→ Work required
Each entry should be printed exactly, with its images omitted.

Referring expression data:
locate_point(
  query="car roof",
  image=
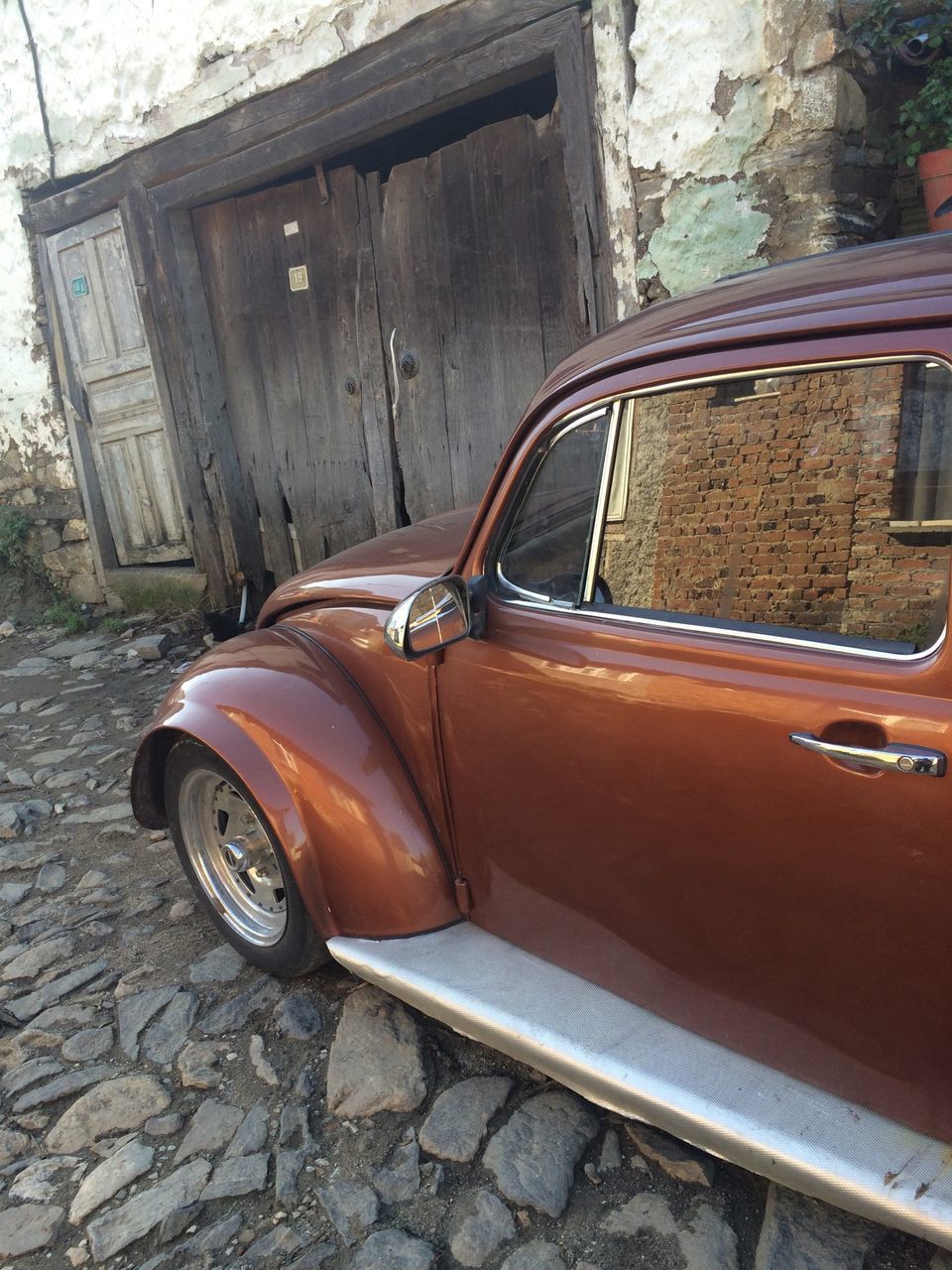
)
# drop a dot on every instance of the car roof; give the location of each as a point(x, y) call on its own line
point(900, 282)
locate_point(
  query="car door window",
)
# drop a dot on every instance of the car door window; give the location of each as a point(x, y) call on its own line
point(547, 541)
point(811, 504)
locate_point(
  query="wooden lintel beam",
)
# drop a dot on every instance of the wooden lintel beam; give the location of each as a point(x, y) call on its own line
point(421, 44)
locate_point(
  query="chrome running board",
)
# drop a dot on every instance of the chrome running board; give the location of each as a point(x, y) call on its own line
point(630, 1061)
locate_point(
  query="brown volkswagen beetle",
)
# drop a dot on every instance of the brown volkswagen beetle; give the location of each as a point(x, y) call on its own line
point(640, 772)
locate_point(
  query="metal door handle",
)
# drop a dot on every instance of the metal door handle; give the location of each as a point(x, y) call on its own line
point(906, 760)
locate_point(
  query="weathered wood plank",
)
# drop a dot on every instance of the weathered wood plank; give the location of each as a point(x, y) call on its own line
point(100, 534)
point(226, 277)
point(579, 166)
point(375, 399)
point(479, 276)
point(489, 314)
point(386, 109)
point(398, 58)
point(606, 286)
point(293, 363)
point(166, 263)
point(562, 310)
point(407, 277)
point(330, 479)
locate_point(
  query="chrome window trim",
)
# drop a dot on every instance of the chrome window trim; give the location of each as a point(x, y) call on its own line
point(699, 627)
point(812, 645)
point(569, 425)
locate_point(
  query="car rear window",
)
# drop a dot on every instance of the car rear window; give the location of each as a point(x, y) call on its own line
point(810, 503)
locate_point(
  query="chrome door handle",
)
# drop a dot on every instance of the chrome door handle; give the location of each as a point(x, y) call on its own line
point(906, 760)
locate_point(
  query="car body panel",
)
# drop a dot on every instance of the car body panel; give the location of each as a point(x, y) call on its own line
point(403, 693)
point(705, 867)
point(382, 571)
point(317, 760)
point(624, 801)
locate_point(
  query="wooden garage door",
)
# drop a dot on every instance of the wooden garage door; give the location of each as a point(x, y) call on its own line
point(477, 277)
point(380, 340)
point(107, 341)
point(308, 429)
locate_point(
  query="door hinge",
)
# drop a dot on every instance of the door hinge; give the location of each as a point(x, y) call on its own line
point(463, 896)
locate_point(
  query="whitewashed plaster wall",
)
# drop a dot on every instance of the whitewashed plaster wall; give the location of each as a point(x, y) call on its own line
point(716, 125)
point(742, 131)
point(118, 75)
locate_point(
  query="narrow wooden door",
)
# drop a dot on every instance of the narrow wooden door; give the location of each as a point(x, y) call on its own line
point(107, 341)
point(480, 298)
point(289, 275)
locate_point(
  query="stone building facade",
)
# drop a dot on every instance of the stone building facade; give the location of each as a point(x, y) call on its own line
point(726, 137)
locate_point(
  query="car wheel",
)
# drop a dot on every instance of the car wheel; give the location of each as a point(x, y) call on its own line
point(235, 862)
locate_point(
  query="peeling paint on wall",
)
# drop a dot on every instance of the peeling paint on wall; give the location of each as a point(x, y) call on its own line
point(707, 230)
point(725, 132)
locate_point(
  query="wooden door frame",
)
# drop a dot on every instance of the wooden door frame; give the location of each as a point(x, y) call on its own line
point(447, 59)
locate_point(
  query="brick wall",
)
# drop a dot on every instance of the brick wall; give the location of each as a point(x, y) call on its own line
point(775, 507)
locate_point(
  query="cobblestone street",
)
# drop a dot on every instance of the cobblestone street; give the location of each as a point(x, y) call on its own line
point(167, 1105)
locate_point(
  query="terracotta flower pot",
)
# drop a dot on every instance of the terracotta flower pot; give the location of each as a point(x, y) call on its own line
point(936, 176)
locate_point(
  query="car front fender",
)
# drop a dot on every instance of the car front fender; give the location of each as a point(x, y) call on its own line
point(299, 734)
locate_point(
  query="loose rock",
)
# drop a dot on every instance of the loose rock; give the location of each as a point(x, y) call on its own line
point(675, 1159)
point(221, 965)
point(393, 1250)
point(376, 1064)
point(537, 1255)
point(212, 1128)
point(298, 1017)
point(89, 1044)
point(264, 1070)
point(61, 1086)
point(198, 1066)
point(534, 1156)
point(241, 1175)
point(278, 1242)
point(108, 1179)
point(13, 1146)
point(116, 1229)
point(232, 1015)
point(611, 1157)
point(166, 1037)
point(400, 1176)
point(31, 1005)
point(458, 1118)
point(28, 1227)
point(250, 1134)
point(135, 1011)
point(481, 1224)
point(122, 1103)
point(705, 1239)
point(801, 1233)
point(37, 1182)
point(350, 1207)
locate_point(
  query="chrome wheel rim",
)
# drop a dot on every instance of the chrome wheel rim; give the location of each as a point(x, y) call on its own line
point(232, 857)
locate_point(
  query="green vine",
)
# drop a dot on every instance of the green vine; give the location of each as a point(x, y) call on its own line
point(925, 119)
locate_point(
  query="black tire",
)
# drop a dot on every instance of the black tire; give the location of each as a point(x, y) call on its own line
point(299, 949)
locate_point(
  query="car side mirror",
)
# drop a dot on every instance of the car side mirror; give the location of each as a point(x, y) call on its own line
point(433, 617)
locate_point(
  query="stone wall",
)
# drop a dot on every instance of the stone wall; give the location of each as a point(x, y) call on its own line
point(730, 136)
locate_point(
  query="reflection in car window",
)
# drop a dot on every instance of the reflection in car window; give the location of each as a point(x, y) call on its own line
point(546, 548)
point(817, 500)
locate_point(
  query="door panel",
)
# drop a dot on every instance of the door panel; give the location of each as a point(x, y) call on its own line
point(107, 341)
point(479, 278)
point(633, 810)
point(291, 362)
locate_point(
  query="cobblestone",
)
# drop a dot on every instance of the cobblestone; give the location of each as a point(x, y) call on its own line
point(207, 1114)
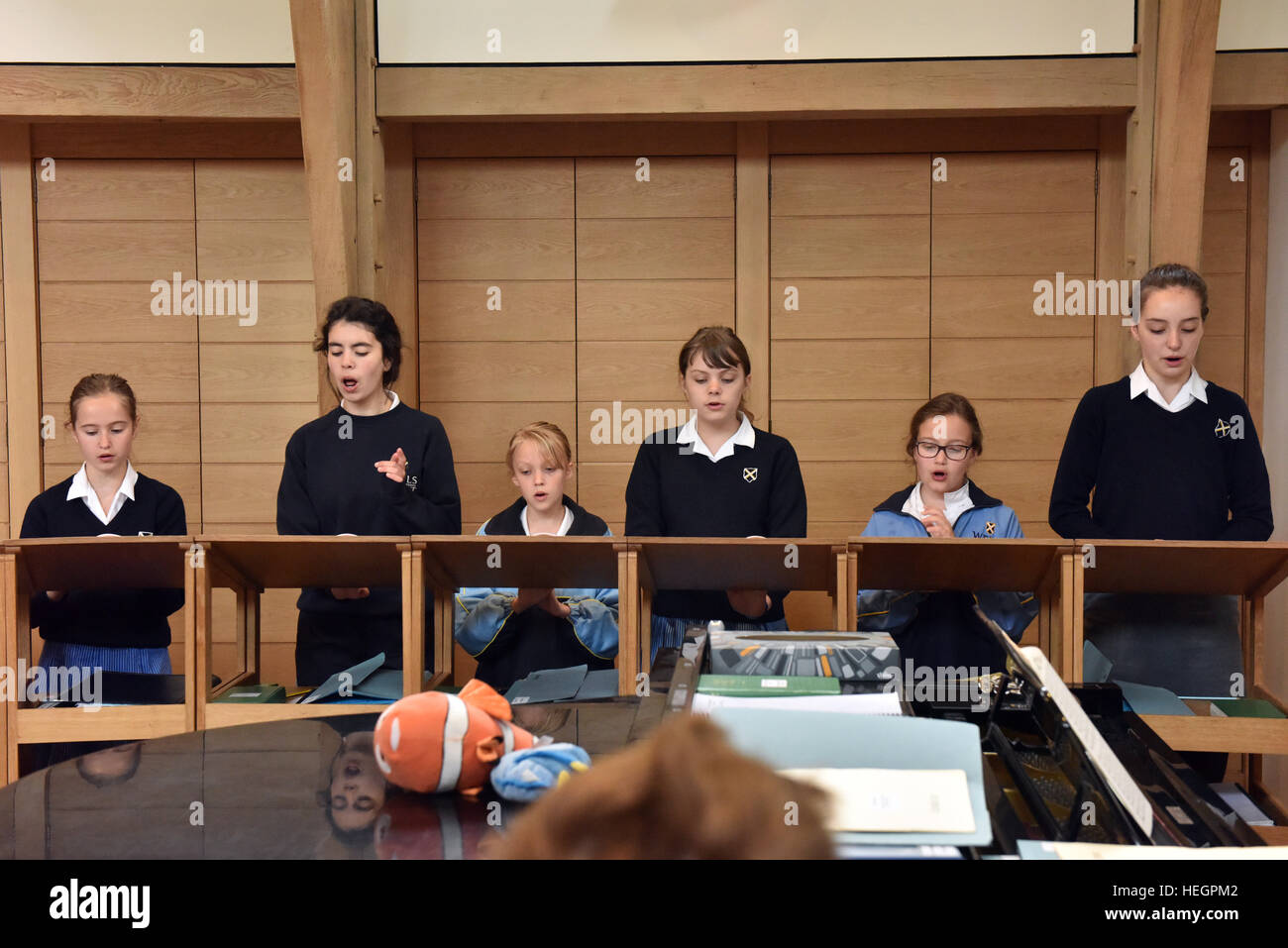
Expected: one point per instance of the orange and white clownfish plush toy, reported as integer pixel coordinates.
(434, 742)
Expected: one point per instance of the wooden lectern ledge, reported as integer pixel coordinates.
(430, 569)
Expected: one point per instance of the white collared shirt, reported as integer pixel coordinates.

→ Response for this exercise
locate_point(
  query="car roof",
  image=
)
# drop a dot on every instance of the car roof; give the location of each as a point(x, y) call on its own line
point(900, 282)
locate_point(
  query="car door window",
)
# drop a dot on every instance of the car door window; give the location of each as a point(x, y) call on its own line
point(547, 541)
point(811, 504)
locate_point(
  query="wooden lintel beam",
)
# drop a dot on every instance of the wooden lintel beam; give the location of each as a point(x, y) call on its own line
point(421, 44)
locate_point(
  query="chrome running board",
)
# drop a dot on every instance of the chrome running board; give the location of each as a point(x, y) call on its own line
point(630, 1061)
locate_point(
  query="brown volkswagen beetle",
)
# drop a dot on every instance of the brown volkswagen beetle; give the location of each as a point(x, y) call on its own line
point(640, 772)
locate_point(
  query="metal door handle",
)
# drop a dot on every instance of the metal door handle; give the location of each as a point(x, y) call on its own line
point(906, 760)
locate_point(
  query="weathered wood plank",
)
# drop a dot on every instance of the weathered wood plank; give the location of each as a point(x, y) call on its own line
point(100, 534)
point(226, 277)
point(579, 166)
point(375, 399)
point(479, 276)
point(489, 314)
point(386, 109)
point(398, 58)
point(606, 286)
point(293, 363)
point(166, 263)
point(562, 310)
point(407, 277)
point(330, 479)
locate_point(
  query="chrome window trim",
)
# drop a dot on every instance of the chrome window trim; give the location of each as a point(x, y) call on its own line
point(699, 627)
point(812, 645)
point(569, 425)
locate_point(
  query="car rear window",
)
# drop a dot on every instance of the car rear window; give the location of each as a point(x, y) call on its own line
point(810, 503)
locate_point(
  query="chrome door handle",
)
# drop a dot on every instance of the chrome door handle; give the location of each as a point(x, y) call on its own line
point(906, 760)
locate_point(
  query="car body panel",
)
# drop a dot on every instance of the car body panel; give the location of each as a point(x, y) call on its own line
point(403, 693)
point(705, 867)
point(382, 571)
point(317, 760)
point(624, 801)
locate_point(
  query="wooden garage door",
)
# drop a dot on every instance of the wooden garage door; give the location of each as a point(x, y) call on its own line
point(477, 277)
point(380, 340)
point(107, 341)
point(308, 429)
locate_point(
  query="door hinge",
)
# drop a dot on every instance of the door hinge; give the location of each as a point(x, y) call on its own line
point(463, 896)
locate_point(
  query="whitewashed plaster wall",
)
# drop a dot on every instance of the whitewashed plaster wall; give the location of each as a point(x, y) call on its own line
point(716, 125)
point(742, 131)
point(118, 75)
locate_point(
  query="narrow wooden door",
)
# drop a dot on every instance of the narrow wooden door; give the location of each as a point(x, y) call on its own line
point(107, 341)
point(480, 298)
point(289, 275)
locate_point(
  query="stone building facade",
)
# drop a dot on every instance of the stone building facade; give the location of each as a point(x, y) call on its own line
point(726, 137)
locate_point(
  query="car wheel",
)
# drop a dot on every instance of the car wheel; give the location of each as a point(x, y) call on its own line
point(235, 862)
locate_point(
  query="peeling paint on wall",
)
# drop a dot on every instance of the peeling paint on wall; give the location of each as a point(x, y) call on its own line
point(707, 230)
point(725, 132)
locate_point(
  query="wooden door frame",
)
# drop a dot on every instance of the wooden door frame; give the location of each as a point(x, y) call on its own line
point(447, 59)
locate_point(
  query="brick wall",
)
# drop a dot on every instance of the brick wall; give the location of each as a point(x, y) call on its own line
point(775, 507)
locate_point(
  query="cobblestone street",
)
# drop a dot on every instance of the cobblestone street; give the location of each as a point(x, y) call on its own line
point(167, 1105)
locate_point(
  query="terracotta flower pot",
)
# drop a dot on every instance of the terracotta flower pot; give the location of each as a point(x, y) call on its own line
point(936, 176)
locate_point(
  query="car front fender",
)
# drop a dot on every instance of the car front fender; give the location of each as a point(x, y) call on its own line
point(299, 734)
locate_point(
  query="loose rock",
)
# drop a dot on every instance of the loose rock; give the location of each as a point(x, y) call on its own line
point(675, 1159)
point(221, 965)
point(393, 1250)
point(376, 1064)
point(537, 1255)
point(212, 1128)
point(298, 1017)
point(89, 1044)
point(264, 1070)
point(61, 1086)
point(198, 1066)
point(534, 1156)
point(241, 1175)
point(278, 1242)
point(108, 1179)
point(13, 1146)
point(116, 1229)
point(232, 1015)
point(611, 1157)
point(166, 1037)
point(400, 1176)
point(31, 1005)
point(458, 1118)
point(28, 1227)
point(250, 1134)
point(135, 1011)
point(481, 1224)
point(122, 1103)
point(705, 1239)
point(801, 1233)
point(37, 1182)
point(350, 1207)
locate_point(
  query="chrome wheel rim",
)
# drop a dot on every instance of the chrome wheel rim; give the location of each as a point(x, y) call on its own line
point(232, 857)
locate_point(
  query="green vine",
)
# drop a dot on every instance of the green vine; give the location of each as a point(x, y) call on its own line
point(925, 119)
locate_point(
  query="black tire",
)
# drop a dot on every instance of the black tire; give the location of each as a point(x, y) call on its own line
point(299, 949)
locate_point(
  query="car side mirror",
)
# drop a dot on every instance of the car side mirror; give the location of each as a point(x, y) call on its own line
point(433, 617)
locate_point(
  query="stone wall",
)
# drop a dot on every instance of the stone wall; give the location of each as a point(x, y) call on its own line
point(730, 136)
locate_point(
  query="reflection in car window",
)
# drop a dot on every instance of the reflection in car window; give the location of each as a point(x, y) call on its own line
point(546, 548)
point(817, 500)
locate_point(
  query="door panel",
)
# drop a dot on every instance of the door panel; give the location of each as a point(x, y) call on its own line
point(107, 341)
point(479, 278)
point(633, 810)
point(291, 362)
locate_point(
  query="cobblestone",
)
# drop a dot on every instance of the cobblestone; give the location of each as a point(x, y) call on its own line
point(207, 1114)
Expected: one point per instance of the orange and white clownfish plush toy, reported as integer pixel coordinates.
(434, 742)
Expected: one point per instance of the wooden lectern ledge, reported as integer pixel coordinates.
(430, 569)
Expected: one point per instance of the white collared shirt, reported as integer pixel coordinates.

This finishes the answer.